Using the entries below, write out the line with "Could you please indicate the knobby", the line with "Could you please indicate the man's arm", and every line in between, exactly as each is written.

Referring expression data
—————

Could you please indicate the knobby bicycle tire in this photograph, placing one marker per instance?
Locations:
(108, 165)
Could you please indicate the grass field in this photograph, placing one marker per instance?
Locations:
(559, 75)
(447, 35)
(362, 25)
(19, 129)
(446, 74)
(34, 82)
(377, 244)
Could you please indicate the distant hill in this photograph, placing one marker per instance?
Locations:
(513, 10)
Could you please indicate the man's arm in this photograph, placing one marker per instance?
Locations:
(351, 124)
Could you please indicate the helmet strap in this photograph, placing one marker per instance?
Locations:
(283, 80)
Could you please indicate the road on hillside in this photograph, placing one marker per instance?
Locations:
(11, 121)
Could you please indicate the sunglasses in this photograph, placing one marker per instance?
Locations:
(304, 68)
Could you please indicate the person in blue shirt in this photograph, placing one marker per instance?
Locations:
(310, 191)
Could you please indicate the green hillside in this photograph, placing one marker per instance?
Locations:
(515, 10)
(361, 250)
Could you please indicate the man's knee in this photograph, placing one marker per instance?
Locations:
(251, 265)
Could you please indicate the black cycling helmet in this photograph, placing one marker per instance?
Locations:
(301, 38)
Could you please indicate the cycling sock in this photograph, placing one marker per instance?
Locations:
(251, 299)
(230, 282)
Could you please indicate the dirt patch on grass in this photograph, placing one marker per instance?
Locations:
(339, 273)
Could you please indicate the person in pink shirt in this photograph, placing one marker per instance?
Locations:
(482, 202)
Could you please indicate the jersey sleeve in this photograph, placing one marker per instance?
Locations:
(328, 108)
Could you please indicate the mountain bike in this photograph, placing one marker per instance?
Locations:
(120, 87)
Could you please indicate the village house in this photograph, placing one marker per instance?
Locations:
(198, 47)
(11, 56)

—————

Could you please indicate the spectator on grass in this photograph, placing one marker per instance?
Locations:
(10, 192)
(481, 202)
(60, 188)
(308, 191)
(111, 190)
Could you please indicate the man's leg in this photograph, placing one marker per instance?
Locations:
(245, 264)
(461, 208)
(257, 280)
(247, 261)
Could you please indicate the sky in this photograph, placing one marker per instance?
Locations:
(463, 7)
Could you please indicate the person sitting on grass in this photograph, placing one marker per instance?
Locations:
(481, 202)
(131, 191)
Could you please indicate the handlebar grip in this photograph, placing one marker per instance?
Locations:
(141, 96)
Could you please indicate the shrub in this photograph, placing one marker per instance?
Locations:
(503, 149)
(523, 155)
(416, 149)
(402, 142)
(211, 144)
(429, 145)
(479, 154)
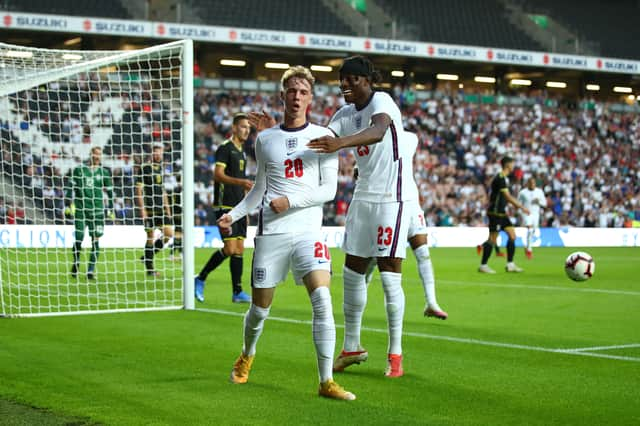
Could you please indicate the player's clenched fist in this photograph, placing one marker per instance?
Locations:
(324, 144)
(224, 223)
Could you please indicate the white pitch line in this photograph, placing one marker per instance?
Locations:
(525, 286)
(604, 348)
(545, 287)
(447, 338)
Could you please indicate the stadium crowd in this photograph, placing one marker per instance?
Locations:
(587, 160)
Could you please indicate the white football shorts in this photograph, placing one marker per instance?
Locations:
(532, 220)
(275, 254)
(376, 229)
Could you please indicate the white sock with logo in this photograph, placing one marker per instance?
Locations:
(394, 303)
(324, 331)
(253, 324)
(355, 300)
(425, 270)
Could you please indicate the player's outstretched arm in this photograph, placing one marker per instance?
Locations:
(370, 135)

—————

SOLUTION TO THIS PROBLEM
Could you please indicate the knobby bicycle tire in this photograph, placing one marker per instance?
Locations:
(108, 165)
Could you please indicate the grass field in this photograph, placing one marker per instance?
Locations:
(559, 75)
(447, 35)
(362, 25)
(19, 129)
(446, 74)
(34, 82)
(377, 244)
Could you please indicate the distant hill in this photograph, placing one marker per instance?
Locations:
(513, 10)
Could you please indicate the man's arm in this photograph, placing one marker per instance?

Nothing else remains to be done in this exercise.